▶ _List of tasks_:
1 > Write out the passage about Optative Theatrical Laboratories word for word, starting with "Through experimental practice, critical" and going on through "Global Invisible Theatre.".
2 > Pick up the text on the Optative Theatrical Laboratories collective after its final sentence and extend it.

▶ _Source text_:
╔══
Based in Montréal, Québec, Optative Theatrical Laboratories is a non-hierarchical dramatic collective whose mandate is to “theatrically challenge hegemonic thinking and oppressive systems.” Its community-based project is both activist and theatrical, occupying the unique transformative space between the two fields. Facing issues of oppression in the age of globalization, the OTL was conceived at the turn of the millennium (at the University of Calgary) as a new form of 21st Century performance-activism. The word optative, defined as “the dramatic expression of a wish, desire or choice”, drives the collective in its theatrical explorations, experiments, and cultural interventions.
Through experimental practice, critical theory, and sustained performance, OTL’s goal is to revitalise theatre as an agent for social change. Inspired by Situationist philosophy and Reflectionist theory, the OTL designs sustained and interconnected theatrical campaigns that target instances of oppression. Using many mediums in an inter-disciplinary manner (live performance, direct action, theatre, video, text, music, internet, installation, etc.), the OTL employs a diversity of cutting-edge activist performance techniques, such as culture-jamming, Viral Theatre, Sousveillance Theatre, meme-warfare, Radical Dramaturgy, Electronic Disturbance Theater, and Global Invisible Theatre.
╚══
▶ _Recorded information_:
╔══
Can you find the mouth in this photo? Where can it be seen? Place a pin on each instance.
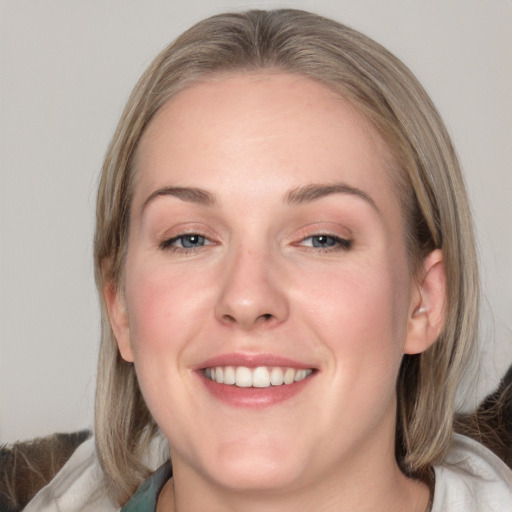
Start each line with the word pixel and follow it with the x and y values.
pixel 259 377
pixel 255 380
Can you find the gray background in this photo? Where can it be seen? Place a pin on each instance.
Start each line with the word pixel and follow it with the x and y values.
pixel 67 68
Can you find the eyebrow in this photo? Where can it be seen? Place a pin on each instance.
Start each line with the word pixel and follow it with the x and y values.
pixel 315 191
pixel 296 196
pixel 189 194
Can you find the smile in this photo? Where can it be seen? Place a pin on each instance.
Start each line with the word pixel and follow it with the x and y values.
pixel 260 377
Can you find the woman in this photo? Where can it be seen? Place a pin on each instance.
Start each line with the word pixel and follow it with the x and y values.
pixel 285 258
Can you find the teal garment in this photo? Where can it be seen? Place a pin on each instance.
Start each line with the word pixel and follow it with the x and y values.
pixel 146 497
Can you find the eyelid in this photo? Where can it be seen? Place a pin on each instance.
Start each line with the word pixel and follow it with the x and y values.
pixel 341 243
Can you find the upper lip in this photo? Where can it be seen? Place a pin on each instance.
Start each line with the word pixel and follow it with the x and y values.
pixel 250 360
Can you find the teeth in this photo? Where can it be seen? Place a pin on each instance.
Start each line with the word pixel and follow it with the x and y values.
pixel 260 377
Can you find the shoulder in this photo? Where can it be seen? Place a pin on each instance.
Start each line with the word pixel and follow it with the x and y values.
pixel 472 479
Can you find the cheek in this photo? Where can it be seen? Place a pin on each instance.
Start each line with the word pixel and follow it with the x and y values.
pixel 360 313
pixel 165 308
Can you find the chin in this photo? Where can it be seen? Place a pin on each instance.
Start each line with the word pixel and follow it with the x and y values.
pixel 263 470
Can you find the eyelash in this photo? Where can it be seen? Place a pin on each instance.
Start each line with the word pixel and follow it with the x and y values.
pixel 168 245
pixel 337 243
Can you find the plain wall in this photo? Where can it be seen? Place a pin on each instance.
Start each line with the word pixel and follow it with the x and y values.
pixel 67 68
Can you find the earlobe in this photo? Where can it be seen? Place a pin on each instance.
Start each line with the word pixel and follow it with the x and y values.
pixel 427 307
pixel 118 317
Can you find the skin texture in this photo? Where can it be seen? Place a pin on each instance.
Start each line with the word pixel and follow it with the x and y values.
pixel 258 284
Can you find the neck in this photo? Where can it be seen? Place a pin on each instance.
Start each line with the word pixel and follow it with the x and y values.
pixel 363 491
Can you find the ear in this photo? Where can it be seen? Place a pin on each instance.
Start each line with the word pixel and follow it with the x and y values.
pixel 427 306
pixel 117 314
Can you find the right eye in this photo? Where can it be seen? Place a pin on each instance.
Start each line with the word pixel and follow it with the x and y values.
pixel 185 243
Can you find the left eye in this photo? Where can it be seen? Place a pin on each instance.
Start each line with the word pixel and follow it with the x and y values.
pixel 191 241
pixel 326 242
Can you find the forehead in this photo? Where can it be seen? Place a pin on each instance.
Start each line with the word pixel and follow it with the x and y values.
pixel 257 125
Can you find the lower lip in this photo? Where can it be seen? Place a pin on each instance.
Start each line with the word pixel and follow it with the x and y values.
pixel 254 397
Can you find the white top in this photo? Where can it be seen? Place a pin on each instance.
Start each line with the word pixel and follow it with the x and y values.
pixel 472 479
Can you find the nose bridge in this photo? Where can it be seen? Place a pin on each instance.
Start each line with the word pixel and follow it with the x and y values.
pixel 250 294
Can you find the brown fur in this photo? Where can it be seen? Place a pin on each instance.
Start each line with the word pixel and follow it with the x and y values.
pixel 491 423
pixel 25 467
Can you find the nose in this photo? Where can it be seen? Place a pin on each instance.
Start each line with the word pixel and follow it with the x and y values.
pixel 252 294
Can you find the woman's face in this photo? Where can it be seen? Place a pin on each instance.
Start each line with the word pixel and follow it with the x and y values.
pixel 266 246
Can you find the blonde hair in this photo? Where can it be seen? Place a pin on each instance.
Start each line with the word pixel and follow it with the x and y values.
pixel 428 179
╚══
▶ _Expected responses_:
1 >
Through experimental practice, critical theory, and sustained performance, OTL’s goal is to revitalise theatre as an agent for social change. Inspired by Situationist philosophy and Reflectionist theory, the OTL designs sustained and interconnected theatrical campaigns that target instances of oppression. Using many mediums in an inter-disciplinary manner (live performance, direct action, theatre, video, text, music, internet, installation, etc.), the OTL employs a diversity of cutting-edge activist performance techniques, such as culture-jamming, Viral Theatre, Sousveillance Theatre, meme-warfare, Radical Dramaturgy, Electronic Disturbance Theater, and Global Invisible Theatre.

2 >
By introducing play into politics, individuals and communities are empowered to radically challenge official culture’s claims to authority, stability, sobriety, immutability and immorality. By putting performance and process above representation and product, the OTL applies the theatrum mundi concept – “All the World’s a Stage” – and encourages those involved to adopt an activist user-based theatre. Keeping in mind the critical 21st Century goal of human liberation over oppression, OTL’s art is not about representation but presence; its politics is not about deferring social change to the future, but about change now.
Through an ongoing process of performance, education and community-building, the OTL focuses on the creation of an interconnected global network capable of responding dramatically to issues of oppression, such as war, consumer-capitalism, human rights violations, and discrimination. In theatricalizing activists and activizing theatricians, the OTL looks to collaborate on direct theatrical actions, share its dramatic ideas, reclaim the culture, détourne the Spectacle, and highlight the activist message: Another World is Possible.